GENEL
MEHMET MOLLAİSMAİLOĞLU Tarafından Tarihinde yazıldı
Bu yazı 7.323 defa okundu

Ayda 30 Günden Az Çalışan Ev Hizmetlileri Eksik Günlerini Borçlanır mı?


I- GİRİŞ

Anayasanın “Sosyal Güvenlik Hakkı” başlıklı 60. maddesi, “Herkes, sosyal güvenlik hakkına sahiptir. Devlet, bu güvenliği sağlayacak gerekli tedbirleri alır ve teşkilatı kurar.”

Bu tanımlamadan yola çıktığımızda, sosyal güvenlik kavramı ülkemizde yaşayan tüm bireyler açısından güvence altına alınmış,sosyal bir hak ,aynı zamanda yükümlülük oluşturur.Devlet tarafından ise kamu görevidir.

Anayasa tarafından devlete verilen bu görev SGK tarafından yerine getirilmektedir. Bununla ilgili olarak sosyal güvenliğe ilişkin usul ve esasların, uygulanacak norm ve kuralların belirlenmesi amacıyla oluşturulan yürürlükte olan yasal düzenleme ise 5510 sayılı “Sosyal Sigortalar ve Genel Sağlık Sigortası Kanununu’dur.”

• [Görevin amacı]
Ev hizmetlilerinin eksik günleriyle ilgili yazıdaki "Ayda 30 Günden" sözlerinin geçtiği yerden başlayıp "ise kamu görevidir." sözlerinden sonra duran kısmı hiç değiştirmeden yazıya geçirin.

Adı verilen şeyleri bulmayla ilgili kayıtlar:

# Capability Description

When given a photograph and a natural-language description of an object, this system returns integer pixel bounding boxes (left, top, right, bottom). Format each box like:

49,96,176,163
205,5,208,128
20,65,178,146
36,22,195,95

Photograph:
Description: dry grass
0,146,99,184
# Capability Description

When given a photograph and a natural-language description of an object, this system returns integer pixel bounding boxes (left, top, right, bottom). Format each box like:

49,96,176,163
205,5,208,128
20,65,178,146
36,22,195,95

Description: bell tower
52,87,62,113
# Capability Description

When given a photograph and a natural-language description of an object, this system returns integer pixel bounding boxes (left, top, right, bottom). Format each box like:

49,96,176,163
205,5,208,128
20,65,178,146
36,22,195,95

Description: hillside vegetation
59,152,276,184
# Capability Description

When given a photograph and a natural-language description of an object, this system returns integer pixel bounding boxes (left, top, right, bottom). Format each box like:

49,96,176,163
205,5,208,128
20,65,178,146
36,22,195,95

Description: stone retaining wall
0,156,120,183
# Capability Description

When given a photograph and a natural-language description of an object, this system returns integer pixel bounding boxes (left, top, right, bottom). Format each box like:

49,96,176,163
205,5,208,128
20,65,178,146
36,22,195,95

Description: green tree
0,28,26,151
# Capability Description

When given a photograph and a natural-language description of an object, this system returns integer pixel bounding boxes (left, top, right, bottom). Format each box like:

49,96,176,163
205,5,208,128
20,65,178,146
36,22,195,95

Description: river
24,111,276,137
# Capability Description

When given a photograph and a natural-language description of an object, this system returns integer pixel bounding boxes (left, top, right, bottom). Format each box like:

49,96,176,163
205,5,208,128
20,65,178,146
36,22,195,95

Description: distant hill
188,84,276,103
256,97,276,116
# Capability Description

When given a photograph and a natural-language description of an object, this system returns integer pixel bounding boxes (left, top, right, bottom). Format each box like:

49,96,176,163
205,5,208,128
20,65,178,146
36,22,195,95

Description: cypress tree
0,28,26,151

• [Bu görevin sonucu]
Ayda 30 Günden Az Çalışan Ev Hizmetlileri Eksik Günlerini Borçlanır mı?


I- GİRİŞ

Anayasanın “Sosyal Güvenlik Hakkı” başlıklı 60. maddesi, “Herkes, sosyal güvenlik hakkına sahiptir. Devlet, bu güvenliği sağlayacak gerekli tedbirleri alır ve teşkilatı kurar.”

Bu tanımlamadan yola çıktığımızda, sosyal güvenlik kavramı ülkemizde yaşayan tüm bireyler açısından güvence altına alınmış,sosyal bir hak ,aynı zamanda yükümlülük oluşturur.Devlet tarafından ise kamu görevidir.